---------- TEXT SEGMENT

2024/05/12

Two dreams of my grandmother

My grandmother died three years ago, right after New Year's Day. She had been in and out of the hospital in the year preceding her death, and I had not seen her for several months. Following her demise, I had two dreams that I will recount here.

My first dream was an attempt at lucid dreaming. When she was still alive, she would let me go through her closet for clothes I wanted, and, once I finally got to sleep, I saw myself doing just that. Unfortunately, this dream was interrupted by someone blasting music outside.

I do not remember the second dream well, as most of it had nothing to do with her, but I do recall the part right before I awoke; she appeared in front of me and told me how proud she was of me.

Though I am no spiritual person, I believe that these dreams were her way of saying goodbye to me.

2024/05/06

I can, only in my youth, lament

I can, only in my youth, lament the slowness of the years.

I can, only in my youth, regret

adulthood growing near.


How hard is it to understand

that sand continues flowing,


and that the loss of innocence

shows no symptom of slowing.


Scarcely can I comprehend what

past my eighteenth lies;


How I’ll mourn, and how I dread

the day my parents die.


Greatly cherished memories

grow further by the day;


most notably the moment I

accepted I was gay.


First it’ll be a month since that,

the next time it’ll be two;


then it’ll be a full decade

completely behind you.


Often I feel proud of just how

far that I have come,


but wonder if it’ll matter once

I’m buried, dead and gone.


I recall the bygone days

I liked to play with toys.


But now I cannot stand to be

a little girl or boy.


Soon I’ll have to leave this stage

of fantasies and fears,


the friends and hopes that symbolize

these fleeting teenage years.


There'll be a time when I’ll blow out

the last candle I will.


And after that, the birthday gifts

will all plummet to nil.


Then I’ll be a massive fool

to write a Christmas list,


it’ll be all my own duty

to work, and buy my gifts.


I wonder if I still will want

a lovely house and wife.


I wonder if I’m damned to live

a greatly troubled life.


I wonder if I really know

the person that I am;


I wonder if to find that out

is something that I can.

2024/04/28

Letters underneath the bed

Run your fingers down her hips, 
plant a kiss upon her lips; 
for the glamour of tonight
should be sought before
it comes right out of sight —
when you come back to racour
within your house’s door.

Letters underneath the bed,
gifts that came just from a “friend”;
your wife smells never-smelt perfume
she knows she never bought:
“Lady, don’t you dare assume
there's some girl I’ve recent got,
for I’d rather than that rot.”

Sleeping in your love’s abode,
the one that is your favored home:
handsome is she when she sleeps —
her beauty makes you almost cry —
but you recall what both you keep
from your wives’ prying eyes:
a full-of-shame disguise.

Dawn raises its morning feathers;
your wife has surely found the letter.
Your life just falls apart —
what else is there to do
than excavate your heart?
Soon all know that it’s true —
you know that that’s your cue.

You call your love to come —
your wife has left the home.
“My life has gone to waste
I’m sure that yours has, too.
So why not we make haste
to elope, me and you,
to a land beyond the moon?”

--------------------
---------- PROVIDED MATERIAL

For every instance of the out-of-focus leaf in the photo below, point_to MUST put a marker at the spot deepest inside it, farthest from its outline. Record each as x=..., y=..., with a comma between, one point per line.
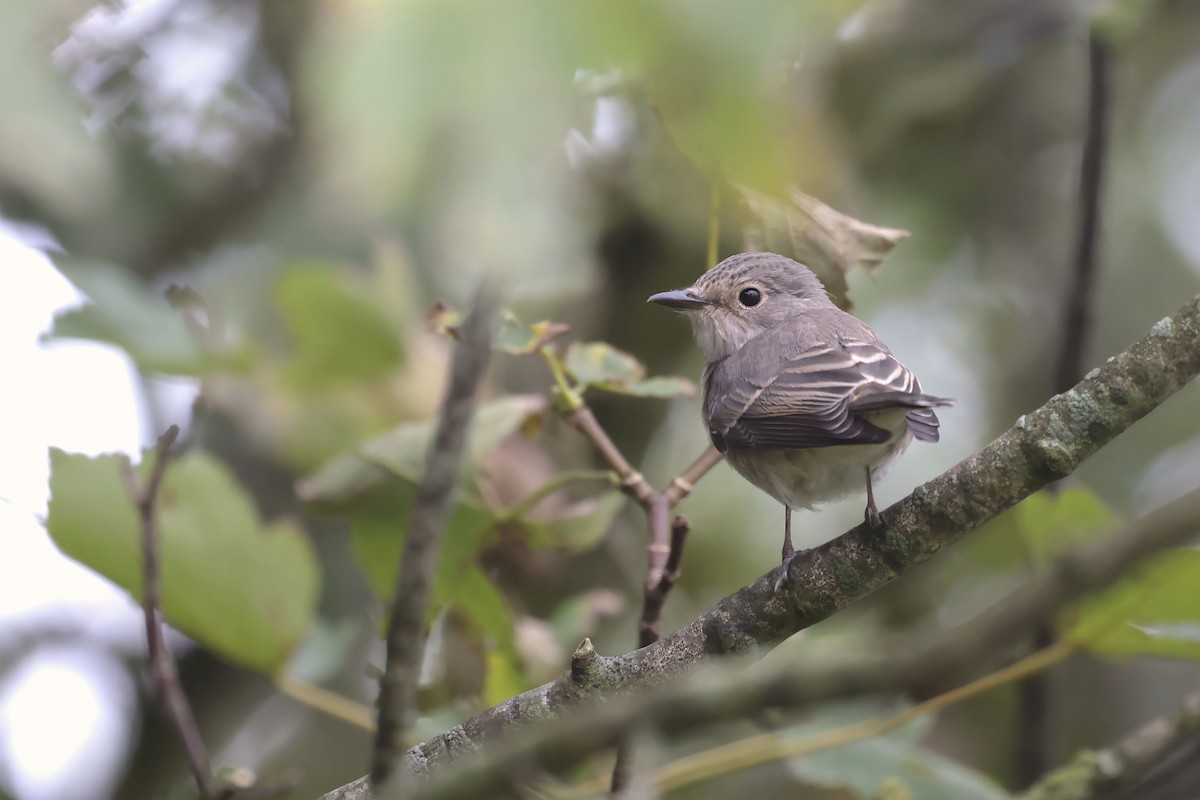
x=1038, y=528
x=399, y=456
x=124, y=312
x=1153, y=612
x=827, y=241
x=891, y=763
x=377, y=541
x=244, y=590
x=598, y=365
x=519, y=338
x=339, y=334
x=513, y=337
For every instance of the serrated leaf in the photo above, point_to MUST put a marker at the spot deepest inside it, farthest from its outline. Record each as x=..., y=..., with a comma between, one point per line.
x=827, y=241
x=399, y=456
x=893, y=763
x=598, y=365
x=1050, y=522
x=339, y=334
x=1153, y=612
x=579, y=528
x=124, y=312
x=241, y=589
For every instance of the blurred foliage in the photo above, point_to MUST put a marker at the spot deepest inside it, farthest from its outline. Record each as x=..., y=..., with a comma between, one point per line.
x=243, y=589
x=281, y=203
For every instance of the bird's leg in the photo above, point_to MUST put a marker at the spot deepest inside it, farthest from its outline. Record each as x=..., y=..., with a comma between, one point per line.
x=789, y=551
x=873, y=513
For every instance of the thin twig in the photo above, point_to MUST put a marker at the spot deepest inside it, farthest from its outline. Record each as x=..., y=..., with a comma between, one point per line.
x=1033, y=696
x=682, y=485
x=162, y=667
x=423, y=542
x=1043, y=446
x=633, y=482
x=657, y=594
x=648, y=632
x=1077, y=314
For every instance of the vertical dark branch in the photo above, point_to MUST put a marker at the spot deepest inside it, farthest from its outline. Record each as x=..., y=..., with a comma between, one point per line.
x=1077, y=311
x=423, y=543
x=162, y=667
x=648, y=631
x=1033, y=693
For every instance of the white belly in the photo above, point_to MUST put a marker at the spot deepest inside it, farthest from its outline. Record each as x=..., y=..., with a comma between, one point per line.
x=802, y=479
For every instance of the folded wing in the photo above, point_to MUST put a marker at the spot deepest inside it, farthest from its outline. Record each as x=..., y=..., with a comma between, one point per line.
x=785, y=392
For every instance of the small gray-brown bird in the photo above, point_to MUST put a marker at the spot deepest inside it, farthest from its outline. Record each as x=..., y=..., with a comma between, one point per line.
x=804, y=400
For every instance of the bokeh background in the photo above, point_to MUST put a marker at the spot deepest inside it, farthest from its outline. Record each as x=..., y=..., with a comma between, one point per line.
x=318, y=173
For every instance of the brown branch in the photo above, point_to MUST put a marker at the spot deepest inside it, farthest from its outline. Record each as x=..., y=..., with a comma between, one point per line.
x=657, y=594
x=724, y=695
x=162, y=667
x=649, y=630
x=1091, y=187
x=423, y=541
x=1043, y=446
x=1122, y=767
x=683, y=485
x=633, y=482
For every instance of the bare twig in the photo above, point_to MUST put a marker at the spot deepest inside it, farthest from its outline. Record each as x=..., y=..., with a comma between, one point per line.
x=162, y=667
x=663, y=547
x=423, y=542
x=1043, y=446
x=1123, y=765
x=1033, y=695
x=1091, y=188
x=717, y=697
x=657, y=595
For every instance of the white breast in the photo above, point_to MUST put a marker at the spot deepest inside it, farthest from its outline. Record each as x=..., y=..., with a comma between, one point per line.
x=802, y=479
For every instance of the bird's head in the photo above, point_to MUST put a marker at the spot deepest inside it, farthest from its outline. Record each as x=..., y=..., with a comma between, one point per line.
x=743, y=296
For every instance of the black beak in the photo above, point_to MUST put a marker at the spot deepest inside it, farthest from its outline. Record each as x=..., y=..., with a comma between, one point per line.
x=679, y=299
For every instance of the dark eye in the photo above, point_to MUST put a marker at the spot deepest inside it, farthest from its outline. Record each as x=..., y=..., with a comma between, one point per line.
x=750, y=296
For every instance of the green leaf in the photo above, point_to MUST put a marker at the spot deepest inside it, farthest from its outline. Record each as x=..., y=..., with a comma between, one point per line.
x=241, y=589
x=827, y=241
x=1038, y=528
x=598, y=365
x=339, y=334
x=517, y=338
x=887, y=765
x=384, y=462
x=1153, y=612
x=124, y=312
x=1050, y=522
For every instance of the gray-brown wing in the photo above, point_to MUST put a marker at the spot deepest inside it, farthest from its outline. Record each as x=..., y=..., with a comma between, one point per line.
x=781, y=391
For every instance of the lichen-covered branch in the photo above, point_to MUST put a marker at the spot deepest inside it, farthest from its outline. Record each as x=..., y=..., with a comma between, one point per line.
x=423, y=542
x=724, y=695
x=1042, y=447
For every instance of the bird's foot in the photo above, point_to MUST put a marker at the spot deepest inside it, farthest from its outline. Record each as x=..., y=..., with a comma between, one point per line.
x=789, y=557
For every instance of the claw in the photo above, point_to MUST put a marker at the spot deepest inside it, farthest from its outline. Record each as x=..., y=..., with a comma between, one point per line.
x=784, y=567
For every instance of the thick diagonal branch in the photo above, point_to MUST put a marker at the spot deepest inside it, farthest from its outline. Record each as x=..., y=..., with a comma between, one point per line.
x=1042, y=447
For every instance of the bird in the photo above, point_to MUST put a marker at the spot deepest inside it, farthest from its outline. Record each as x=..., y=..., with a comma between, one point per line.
x=804, y=400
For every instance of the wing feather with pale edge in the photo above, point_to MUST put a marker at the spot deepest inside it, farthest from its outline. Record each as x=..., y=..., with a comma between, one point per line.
x=785, y=392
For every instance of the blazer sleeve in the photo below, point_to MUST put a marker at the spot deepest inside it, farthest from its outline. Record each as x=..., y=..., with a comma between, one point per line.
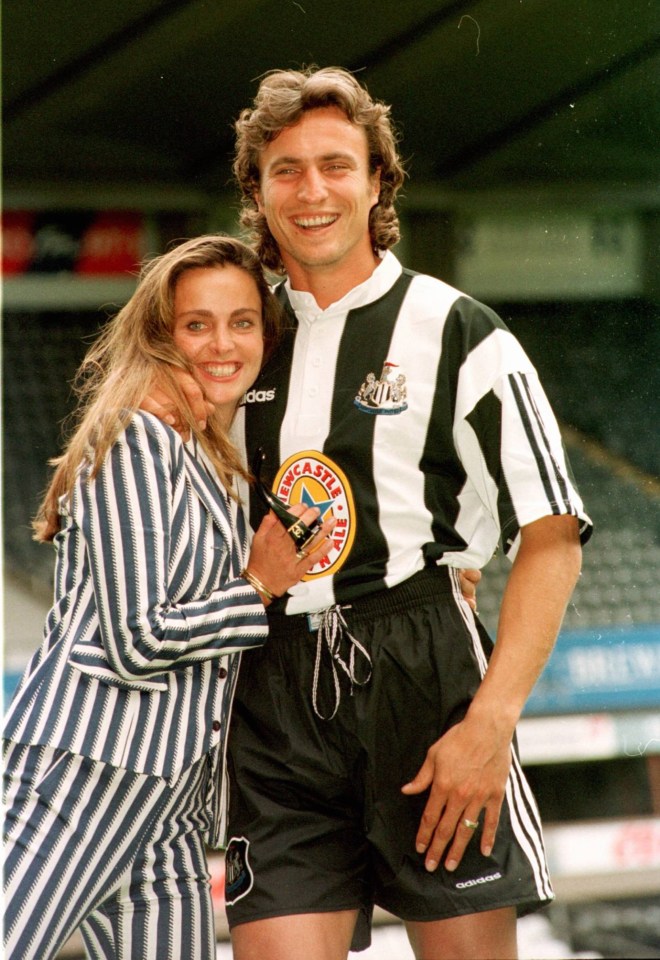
x=131, y=516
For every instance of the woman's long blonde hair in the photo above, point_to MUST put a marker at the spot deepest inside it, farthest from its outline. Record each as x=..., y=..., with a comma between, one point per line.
x=136, y=350
x=282, y=99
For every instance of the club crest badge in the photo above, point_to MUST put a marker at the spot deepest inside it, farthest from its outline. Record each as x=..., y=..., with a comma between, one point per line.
x=238, y=873
x=312, y=478
x=384, y=396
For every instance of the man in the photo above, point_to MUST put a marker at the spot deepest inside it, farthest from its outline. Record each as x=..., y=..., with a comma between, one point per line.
x=372, y=756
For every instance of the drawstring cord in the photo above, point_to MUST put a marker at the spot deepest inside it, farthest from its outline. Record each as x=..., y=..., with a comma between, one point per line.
x=331, y=630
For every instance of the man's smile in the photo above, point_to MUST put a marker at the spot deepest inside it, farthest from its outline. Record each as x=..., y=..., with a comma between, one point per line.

--------------------

__YOUR ASSIGNMENT__
What is the title and date of each entry in the blog above?

__REPLY TO THE EXERCISE__
- 2024/05/12: "Two dreams of my grandmother"
- 2024/05/06: "I can, only in my youth, lament"
- 2024/04/28: "Letters underneath the bed"